## WHAT THIS TASK INVOLVES
Reproduce each line below precisely. Drop the pictures.

## DATA FOR THIS TASK
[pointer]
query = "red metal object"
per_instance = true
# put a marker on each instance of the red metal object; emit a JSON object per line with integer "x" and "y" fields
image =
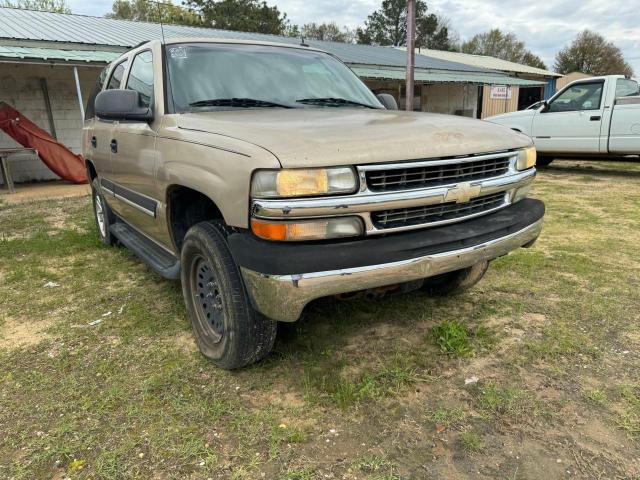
{"x": 62, "y": 161}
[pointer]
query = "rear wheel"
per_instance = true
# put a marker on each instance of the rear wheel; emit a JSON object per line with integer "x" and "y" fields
{"x": 102, "y": 213}
{"x": 456, "y": 282}
{"x": 227, "y": 329}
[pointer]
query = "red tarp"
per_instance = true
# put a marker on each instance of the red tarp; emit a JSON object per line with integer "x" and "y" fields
{"x": 62, "y": 161}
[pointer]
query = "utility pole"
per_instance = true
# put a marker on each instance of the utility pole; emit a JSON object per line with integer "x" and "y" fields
{"x": 411, "y": 54}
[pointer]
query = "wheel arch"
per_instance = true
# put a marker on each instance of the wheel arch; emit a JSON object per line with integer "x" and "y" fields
{"x": 187, "y": 207}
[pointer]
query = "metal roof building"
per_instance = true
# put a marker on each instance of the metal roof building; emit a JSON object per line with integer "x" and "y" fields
{"x": 49, "y": 63}
{"x": 29, "y": 34}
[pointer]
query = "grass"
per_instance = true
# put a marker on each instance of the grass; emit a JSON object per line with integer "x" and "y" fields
{"x": 471, "y": 442}
{"x": 495, "y": 399}
{"x": 448, "y": 417}
{"x": 372, "y": 389}
{"x": 596, "y": 396}
{"x": 457, "y": 339}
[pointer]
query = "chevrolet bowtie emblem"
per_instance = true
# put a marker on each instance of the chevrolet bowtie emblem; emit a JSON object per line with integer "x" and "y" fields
{"x": 462, "y": 192}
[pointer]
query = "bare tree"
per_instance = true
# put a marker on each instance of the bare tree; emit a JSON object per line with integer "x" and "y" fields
{"x": 54, "y": 6}
{"x": 591, "y": 53}
{"x": 506, "y": 46}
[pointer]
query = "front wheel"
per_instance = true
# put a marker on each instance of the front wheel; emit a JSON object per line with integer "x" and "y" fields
{"x": 456, "y": 282}
{"x": 227, "y": 329}
{"x": 102, "y": 213}
{"x": 542, "y": 161}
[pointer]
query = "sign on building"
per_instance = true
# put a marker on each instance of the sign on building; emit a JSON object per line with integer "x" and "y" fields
{"x": 500, "y": 92}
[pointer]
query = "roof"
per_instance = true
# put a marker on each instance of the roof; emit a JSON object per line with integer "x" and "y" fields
{"x": 28, "y": 25}
{"x": 483, "y": 61}
{"x": 76, "y": 56}
{"x": 444, "y": 77}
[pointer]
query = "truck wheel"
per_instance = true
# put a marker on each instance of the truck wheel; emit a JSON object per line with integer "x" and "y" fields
{"x": 102, "y": 213}
{"x": 543, "y": 161}
{"x": 227, "y": 329}
{"x": 456, "y": 282}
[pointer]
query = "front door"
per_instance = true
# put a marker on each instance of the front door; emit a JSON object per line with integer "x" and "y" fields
{"x": 101, "y": 132}
{"x": 571, "y": 122}
{"x": 133, "y": 156}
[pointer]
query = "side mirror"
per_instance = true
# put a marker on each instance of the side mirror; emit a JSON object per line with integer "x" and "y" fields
{"x": 122, "y": 105}
{"x": 388, "y": 101}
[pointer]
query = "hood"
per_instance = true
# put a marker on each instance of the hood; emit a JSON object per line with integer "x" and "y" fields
{"x": 315, "y": 137}
{"x": 520, "y": 114}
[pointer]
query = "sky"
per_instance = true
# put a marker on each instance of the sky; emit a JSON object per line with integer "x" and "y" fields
{"x": 545, "y": 27}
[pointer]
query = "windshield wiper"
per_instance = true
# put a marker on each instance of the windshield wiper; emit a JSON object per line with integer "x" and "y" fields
{"x": 334, "y": 102}
{"x": 237, "y": 102}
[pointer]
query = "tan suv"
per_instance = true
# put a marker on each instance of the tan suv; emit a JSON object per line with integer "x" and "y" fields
{"x": 265, "y": 176}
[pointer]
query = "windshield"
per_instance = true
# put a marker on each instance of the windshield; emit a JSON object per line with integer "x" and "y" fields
{"x": 205, "y": 76}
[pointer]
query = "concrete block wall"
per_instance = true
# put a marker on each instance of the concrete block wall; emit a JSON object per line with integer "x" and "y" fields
{"x": 20, "y": 88}
{"x": 450, "y": 98}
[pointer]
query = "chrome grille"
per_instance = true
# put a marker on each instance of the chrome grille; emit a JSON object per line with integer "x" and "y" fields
{"x": 435, "y": 175}
{"x": 404, "y": 217}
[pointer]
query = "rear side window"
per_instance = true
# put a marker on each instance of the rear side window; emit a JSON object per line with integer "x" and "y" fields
{"x": 141, "y": 77}
{"x": 90, "y": 111}
{"x": 626, "y": 88}
{"x": 578, "y": 97}
{"x": 116, "y": 76}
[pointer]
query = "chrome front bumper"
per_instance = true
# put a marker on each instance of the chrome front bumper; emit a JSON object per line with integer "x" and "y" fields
{"x": 283, "y": 297}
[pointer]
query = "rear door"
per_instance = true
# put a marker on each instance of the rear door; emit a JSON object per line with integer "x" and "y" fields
{"x": 572, "y": 121}
{"x": 133, "y": 158}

## WRITTEN RESPONSE
[pointer]
query = "red metal object"
per_instance = true
# put a marker on each instance of the red metal object; emit a JSON object per line with integer "x" and "y" fields
image =
{"x": 62, "y": 161}
[pointer]
query = "rear wheel"
per_instance = true
# put a marker on each instance of the rear wheel; emit a JSON object per line with integer "x" and "y" fields
{"x": 102, "y": 213}
{"x": 456, "y": 282}
{"x": 227, "y": 329}
[pointer]
query = "red tarp"
per_instance = true
# put a marker on each instance of the red tarp; emit a JSON object per line with integer "x" and "y" fields
{"x": 62, "y": 161}
[pointer]
query = "utility pole"
per_instance = true
# put a marker on each instance of the utility pole; emit a JSON object per line with integer "x" and "y" fields
{"x": 411, "y": 54}
[pointer]
query = "wheel arch"
per_instance = true
# put a marker on each instance of the wheel arch; emit a JSON object per line with integer "x" and "y" fields
{"x": 187, "y": 207}
[pointer]
query = "metal roof building"
per_instance = true
# put a marker on each instance of the metal roof building; emit a JSON object per line with integer "x" and "y" fields
{"x": 49, "y": 63}
{"x": 29, "y": 34}
[pointer]
query = "grass"
per_instance = true
# put a marker on each instance of the grass; emit a JSON object per line with integer "x" and "y" fields
{"x": 471, "y": 442}
{"x": 495, "y": 399}
{"x": 448, "y": 417}
{"x": 372, "y": 389}
{"x": 596, "y": 396}
{"x": 457, "y": 339}
[pointer]
query = "chevrolet bowtie emblem"
per_instance = true
# put a marker on each instance of the chevrolet bowtie emblem; emit a JSON object per line with integer "x" and "y" fields
{"x": 462, "y": 192}
[pointer]
query = "bare tree"
per_instance = true
# put a marker on each instance of the bare tree; emit a JSON object per line with integer "x" and "y" fields
{"x": 54, "y": 6}
{"x": 591, "y": 53}
{"x": 506, "y": 46}
[pointer]
query = "front wheel"
per_instance = true
# put a marker on each instance of the front wheel; emit a JSON object per line with integer "x" and "y" fields
{"x": 456, "y": 282}
{"x": 227, "y": 329}
{"x": 102, "y": 213}
{"x": 542, "y": 161}
[pointer]
query = "sign on building"
per_instance = true
# put a marker on each instance of the sign on building; emit a JSON object per line with integer "x" and "y" fields
{"x": 500, "y": 92}
[pointer]
query = "roof"
per_instance = true
# put a marker on each instance of the roof; emit a JSON object per line with integer "x" and "y" fields
{"x": 28, "y": 25}
{"x": 483, "y": 61}
{"x": 76, "y": 56}
{"x": 444, "y": 77}
[pointer]
query = "truck wheel"
per_instance = true
# put a marker on each instance of the truck wheel; emit a JSON object per line with integer "x" and "y" fields
{"x": 102, "y": 213}
{"x": 543, "y": 161}
{"x": 227, "y": 329}
{"x": 456, "y": 282}
[pointer]
query = "front door"
per_instance = true
# put a marker on each instance of the front door; emit a JSON object per line with integer "x" and "y" fields
{"x": 101, "y": 132}
{"x": 571, "y": 122}
{"x": 133, "y": 156}
[pointer]
query = "side mirror"
per_instance = true
# put a marker on each instance of the side mirror; emit a JSON object per line with integer "x" and "y" fields
{"x": 122, "y": 105}
{"x": 388, "y": 101}
[pointer]
query = "hood"
per_instance = true
# put a marker on each instance of the hood; emit a JSON object per line with integer "x" and "y" fields
{"x": 315, "y": 137}
{"x": 520, "y": 114}
[pointer]
query = "sky"
per_instance = true
# put a marker on each instance of the sky; emit a JSON object per line with integer "x" and "y" fields
{"x": 545, "y": 27}
[pointer]
query = "windshield wiper"
per_instance = true
# put a marker on each instance of the windshield wiper; emit a JSON object per line with integer "x" and "y" fields
{"x": 334, "y": 102}
{"x": 237, "y": 102}
[pointer]
query = "tan suv"
per_instance = true
# put a marker on each instance of the tan suv; emit a JSON object per line with integer "x" and "y" fields
{"x": 265, "y": 176}
[pointer]
query = "windshield"
per_instance = true
# put a marker on each instance of the windshield; emit a JSON object per line with integer "x" and "y" fields
{"x": 205, "y": 76}
[pointer]
query = "concrete block wall"
per_instance = true
# put a marker on each instance of the concrete block wall; emit a JSON object per line with integer "x" and "y" fields
{"x": 20, "y": 88}
{"x": 450, "y": 98}
[pointer]
query = "chrome grille"
per_instance = true
# put a marker on each instance of the chrome grille; emit a JSON object per line with integer "x" and "y" fields
{"x": 435, "y": 175}
{"x": 404, "y": 217}
[pointer]
query = "rear side window"
per_instance = true
# put a marker on each instance of the rear side window; emit a JSON object per line with integer "x" and "y" fields
{"x": 141, "y": 77}
{"x": 90, "y": 111}
{"x": 626, "y": 88}
{"x": 578, "y": 97}
{"x": 116, "y": 76}
[pointer]
query = "chrome front bumper"
per_instance = true
# put a marker on each instance of the chrome front bumper; emit a JSON object per line with integer "x" and "y" fields
{"x": 283, "y": 297}
[pointer]
query = "rear door"
per_instance = true
# put a marker on each instance of the rear door; emit a JSON object per line with integer "x" and "y" fields
{"x": 572, "y": 121}
{"x": 133, "y": 158}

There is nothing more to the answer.